**CONSIGNE A**
Extrayez de la liste toutes les lignes qui contiennent la chaîne « cistern ».

● ● ●

« Tuer un autre être humain et
Bienvenue dans le monde des ressources inhumaines, nous avertit gentiment la quatrième de couverture de Guide de survie en milieu hostile , premier roman de Shane Kuhn, scénariste américain de son état, qu’on nous présente déjà comme le prochain grand monsieur à suivre dans le domaine du thriller.
Quand on s’intéresse un peu au parcours de l’auteur, on ne peut s’empêcher d’avoir quelques sueurs froides avant même d’avoir ouvert le livre. Ce qu’a fait Shane Kuhn dans le monde cinématographique est proche du néant. En tout, cinq scénarios pour des films d’action de seconde, voire de troisième zone. Voilà ce qui, jusqu’à présent, composait la carrière de l’écrivain en herbe. Il est d’ailleurs, comme nous le verrons, très difficile de ne pas imaginer le
Guide de survie en milieu hostile(horrible traduction étant donné son titre original :
The Intern’s Handbook) comme un scénario de film qui aurait été reconverti en roman.
Ressources humaines Inc., comme son nom ne l’indique pas, est une agence de tueurs à gages. Ceux-ci sont envoyés dans diverses entreprises, présidées par des requins de la pire espèce, sous la couverture de stagiaire. Car personne ne fait attention au stagiaire de service. Il est indispensable au bon fonctionnement de la boîte mais on ne connaît pas son nom. Il ne restera sans doute pas longtemps mais on lui donne accès à quasiment toutes les informations confidentielles. La planque parfaite.
Si tu lis ces mots, c’est que tu es un nouvel employé de RH Inc. Félicitations. Et condoléances. Le moins que l’on puisse dire est que tu te lances dans une carrière que tu ne pourras jamais qualifier d’ennuyeuse. Tu visiteras des lieux intéressants. Tu rencontreras des personnages hors du commun et stimulants, venant de tous les horizons. Et tu les assassineras. Tu gagneras beaucoup d’argent, mais cela ne signifiera plus rien pour toi une fois ta première mission accomplie. Tuer, c’est facile au cinéma. Dans la vraie vie, c’est la profession la plus pénible, la plus stressante et la plus solitaire qui soit. Désormais, chaque fois que tu entendras quelqu’un se plaindre de son travail, il te faudra faire un effort surhumain pour ne pas lui rire au nez. Tout le monde n’est pas taillé pour ce job. Toi et tes condisciples ne tarderez pas à l’apprendre à vos dépens, car vous serez presque tous morts avant la fin du mois. Et il ne s’agit que de la phase de formation.
John Lago est l’un de ces tueurs. À vingt-cinq ans, il approche de la retraite. On ne peut pas être stagiaire toute sa vie. Il décide alors de laisser une trace pour les petits jeunes qui reprendront le flambeau. Cette trace, c’est le livre que nous tenons entre les mains et qui narre de manière très directe le dernier contrat de ce meurtrier froid et calculateur. Évidemment, rien ne se passe comme prévu et Lago commence à se remettre sérieusement en question.

● ● ●

**CONSIGNE B**
Répondez aux questions suivantes sur la critique du roman.
(i) Combien de scénarios Shane Kuhn a-t-il écrits ?
(ii) Sous quelle couverture les tueurs de Ressources humaines Inc. sont-ils envoyés dans les entreprises ?
(iii) Quel âge a John Lago ?

**SUPPORT DE TRAVAIL**
● ● ●

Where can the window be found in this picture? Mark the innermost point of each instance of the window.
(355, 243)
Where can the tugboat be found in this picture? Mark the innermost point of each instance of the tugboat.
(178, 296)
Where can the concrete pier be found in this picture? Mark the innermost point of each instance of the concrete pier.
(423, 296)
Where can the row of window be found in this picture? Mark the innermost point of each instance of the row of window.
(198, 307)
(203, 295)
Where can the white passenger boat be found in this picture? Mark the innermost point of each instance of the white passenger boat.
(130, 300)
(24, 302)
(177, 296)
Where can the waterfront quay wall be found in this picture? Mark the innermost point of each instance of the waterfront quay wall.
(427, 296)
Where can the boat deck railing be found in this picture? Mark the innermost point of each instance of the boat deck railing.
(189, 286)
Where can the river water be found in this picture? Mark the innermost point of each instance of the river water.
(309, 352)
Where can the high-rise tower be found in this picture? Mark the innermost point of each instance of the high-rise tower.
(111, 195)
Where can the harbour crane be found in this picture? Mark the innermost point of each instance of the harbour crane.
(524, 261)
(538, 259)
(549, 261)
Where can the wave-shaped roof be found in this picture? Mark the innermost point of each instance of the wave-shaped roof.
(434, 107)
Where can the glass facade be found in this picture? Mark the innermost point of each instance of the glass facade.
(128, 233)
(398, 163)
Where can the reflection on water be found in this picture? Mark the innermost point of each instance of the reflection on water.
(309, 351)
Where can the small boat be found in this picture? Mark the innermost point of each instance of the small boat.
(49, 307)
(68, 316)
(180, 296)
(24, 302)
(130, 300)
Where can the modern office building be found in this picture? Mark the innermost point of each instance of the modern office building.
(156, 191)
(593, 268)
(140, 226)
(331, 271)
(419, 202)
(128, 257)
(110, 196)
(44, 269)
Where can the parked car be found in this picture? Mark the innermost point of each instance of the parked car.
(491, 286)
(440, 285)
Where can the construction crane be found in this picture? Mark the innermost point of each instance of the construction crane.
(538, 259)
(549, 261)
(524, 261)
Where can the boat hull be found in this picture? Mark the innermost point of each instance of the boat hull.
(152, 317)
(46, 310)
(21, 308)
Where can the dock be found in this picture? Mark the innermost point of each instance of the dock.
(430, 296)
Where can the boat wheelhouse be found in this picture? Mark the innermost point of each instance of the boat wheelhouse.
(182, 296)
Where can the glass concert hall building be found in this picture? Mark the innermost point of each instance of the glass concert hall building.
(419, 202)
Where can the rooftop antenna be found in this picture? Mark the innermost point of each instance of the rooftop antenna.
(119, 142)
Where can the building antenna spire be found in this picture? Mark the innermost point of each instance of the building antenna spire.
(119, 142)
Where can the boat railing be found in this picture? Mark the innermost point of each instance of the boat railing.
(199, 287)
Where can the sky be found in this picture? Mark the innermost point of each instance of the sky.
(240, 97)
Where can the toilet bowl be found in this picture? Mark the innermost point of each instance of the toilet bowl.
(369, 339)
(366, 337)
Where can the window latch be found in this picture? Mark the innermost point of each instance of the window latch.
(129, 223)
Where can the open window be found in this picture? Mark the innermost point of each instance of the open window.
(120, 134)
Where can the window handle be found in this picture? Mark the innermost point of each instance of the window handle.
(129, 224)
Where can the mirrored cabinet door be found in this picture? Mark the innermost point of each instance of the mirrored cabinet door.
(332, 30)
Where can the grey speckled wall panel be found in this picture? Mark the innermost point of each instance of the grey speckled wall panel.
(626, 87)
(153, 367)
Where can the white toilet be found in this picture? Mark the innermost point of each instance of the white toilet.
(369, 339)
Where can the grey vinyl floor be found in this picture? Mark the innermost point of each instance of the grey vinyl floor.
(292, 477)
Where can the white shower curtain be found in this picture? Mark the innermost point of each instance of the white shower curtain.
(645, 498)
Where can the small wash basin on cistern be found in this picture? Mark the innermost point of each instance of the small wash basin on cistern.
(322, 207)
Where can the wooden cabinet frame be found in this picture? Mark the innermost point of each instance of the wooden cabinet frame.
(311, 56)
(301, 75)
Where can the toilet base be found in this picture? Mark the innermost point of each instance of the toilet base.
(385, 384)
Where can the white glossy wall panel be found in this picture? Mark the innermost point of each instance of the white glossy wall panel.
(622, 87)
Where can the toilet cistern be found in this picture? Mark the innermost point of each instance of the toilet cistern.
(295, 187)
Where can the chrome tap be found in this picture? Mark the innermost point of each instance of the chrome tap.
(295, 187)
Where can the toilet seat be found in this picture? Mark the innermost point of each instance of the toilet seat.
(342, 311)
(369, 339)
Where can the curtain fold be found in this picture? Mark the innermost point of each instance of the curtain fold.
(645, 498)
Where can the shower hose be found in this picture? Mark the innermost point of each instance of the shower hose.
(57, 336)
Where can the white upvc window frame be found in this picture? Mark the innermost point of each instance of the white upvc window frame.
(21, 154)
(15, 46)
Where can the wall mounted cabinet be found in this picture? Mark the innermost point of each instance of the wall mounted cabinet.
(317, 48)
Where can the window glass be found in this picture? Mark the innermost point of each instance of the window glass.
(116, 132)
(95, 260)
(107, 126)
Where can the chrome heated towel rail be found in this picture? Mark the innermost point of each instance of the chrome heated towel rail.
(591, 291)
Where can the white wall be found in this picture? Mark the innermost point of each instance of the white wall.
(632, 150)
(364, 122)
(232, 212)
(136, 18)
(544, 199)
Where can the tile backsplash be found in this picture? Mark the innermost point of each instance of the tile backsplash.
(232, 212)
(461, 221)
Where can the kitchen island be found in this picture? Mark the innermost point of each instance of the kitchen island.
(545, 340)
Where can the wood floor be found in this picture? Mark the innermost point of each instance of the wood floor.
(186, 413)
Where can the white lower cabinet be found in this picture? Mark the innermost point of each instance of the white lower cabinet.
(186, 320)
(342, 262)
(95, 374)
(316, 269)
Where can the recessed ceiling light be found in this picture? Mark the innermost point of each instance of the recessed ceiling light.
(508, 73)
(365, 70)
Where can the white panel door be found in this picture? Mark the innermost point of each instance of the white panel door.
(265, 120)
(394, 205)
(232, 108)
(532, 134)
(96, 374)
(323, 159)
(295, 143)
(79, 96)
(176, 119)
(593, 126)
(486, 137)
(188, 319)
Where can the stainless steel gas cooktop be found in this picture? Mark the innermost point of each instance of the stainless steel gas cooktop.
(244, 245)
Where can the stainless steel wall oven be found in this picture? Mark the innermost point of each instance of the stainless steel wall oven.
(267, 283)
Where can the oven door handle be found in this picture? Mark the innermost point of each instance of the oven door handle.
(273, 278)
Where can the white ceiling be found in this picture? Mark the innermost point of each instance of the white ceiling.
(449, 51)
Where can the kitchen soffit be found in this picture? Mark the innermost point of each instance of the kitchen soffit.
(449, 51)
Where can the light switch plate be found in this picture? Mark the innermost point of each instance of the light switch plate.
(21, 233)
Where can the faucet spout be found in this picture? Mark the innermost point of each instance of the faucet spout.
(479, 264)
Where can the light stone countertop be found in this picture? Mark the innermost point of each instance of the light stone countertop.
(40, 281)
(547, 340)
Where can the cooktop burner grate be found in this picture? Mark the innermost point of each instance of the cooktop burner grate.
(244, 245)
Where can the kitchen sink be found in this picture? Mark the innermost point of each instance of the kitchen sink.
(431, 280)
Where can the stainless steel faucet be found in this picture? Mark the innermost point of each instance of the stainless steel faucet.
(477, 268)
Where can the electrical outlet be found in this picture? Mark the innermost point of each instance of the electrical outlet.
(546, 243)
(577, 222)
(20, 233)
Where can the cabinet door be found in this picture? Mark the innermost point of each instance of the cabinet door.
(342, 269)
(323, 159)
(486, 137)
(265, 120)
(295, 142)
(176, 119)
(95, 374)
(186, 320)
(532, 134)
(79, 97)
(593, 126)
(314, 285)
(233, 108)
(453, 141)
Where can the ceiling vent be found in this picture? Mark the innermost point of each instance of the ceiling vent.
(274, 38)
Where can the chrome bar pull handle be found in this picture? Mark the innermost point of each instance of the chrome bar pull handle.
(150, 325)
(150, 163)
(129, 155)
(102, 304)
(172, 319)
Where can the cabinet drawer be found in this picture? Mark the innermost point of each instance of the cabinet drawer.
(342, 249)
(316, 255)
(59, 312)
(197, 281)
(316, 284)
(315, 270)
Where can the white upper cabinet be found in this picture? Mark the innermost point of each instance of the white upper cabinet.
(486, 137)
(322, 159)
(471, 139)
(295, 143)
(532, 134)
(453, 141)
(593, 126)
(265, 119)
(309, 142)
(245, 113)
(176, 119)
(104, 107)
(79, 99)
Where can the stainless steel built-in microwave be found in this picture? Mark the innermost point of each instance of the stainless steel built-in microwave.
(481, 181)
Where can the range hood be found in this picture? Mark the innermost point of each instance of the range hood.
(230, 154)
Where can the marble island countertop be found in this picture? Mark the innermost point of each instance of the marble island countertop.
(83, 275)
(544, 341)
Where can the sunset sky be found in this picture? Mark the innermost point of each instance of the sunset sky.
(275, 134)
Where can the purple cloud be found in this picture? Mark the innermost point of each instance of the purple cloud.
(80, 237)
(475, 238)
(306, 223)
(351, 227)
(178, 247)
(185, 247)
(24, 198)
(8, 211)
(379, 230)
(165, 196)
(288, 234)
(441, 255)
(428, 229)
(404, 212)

● ● ●

**CORRIGÉ A**
Where can the small wash basin on cistern be found in this picture? Mark the innermost point of each instance of the small wash basin on cistern.
Where can the toilet cistern be found in this picture? Mark the innermost point of each instance of the toilet cistern.

**CORRIGÉ B**
(i) Shane Kuhn a écrit cinq scénarios pour des films d'action.
(ii) Ils sont envoyés sous la couverture de stagiaire.
(iii) John Lago a vingt-cinq ans.